— Start Data for this exercise —
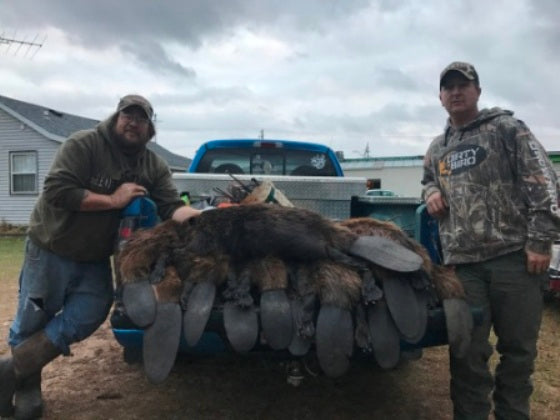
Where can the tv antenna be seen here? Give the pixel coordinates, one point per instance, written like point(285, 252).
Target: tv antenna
point(28, 46)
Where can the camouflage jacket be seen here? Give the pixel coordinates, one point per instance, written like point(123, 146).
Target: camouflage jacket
point(500, 186)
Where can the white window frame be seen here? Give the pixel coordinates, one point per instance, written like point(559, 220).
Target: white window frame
point(12, 173)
— End Data for this exercise —
» What you will do:
Quote all of the items above verbatim, but leave out the pictures.

» Written answer:
Where can the tv antenna be seen here? Give the pixel coordinates, one point per instance, written like point(285, 252).
Target: tv antenna
point(28, 46)
Where can the camouflage jacket be seen here? Give the pixel coordinates, one point per instance, written like point(123, 146).
Target: camouflage jacket
point(500, 186)
Where can the white window frame be seen here? Give the pixel coordinates, one point per instance, written like point(559, 220).
Target: white window frame
point(12, 173)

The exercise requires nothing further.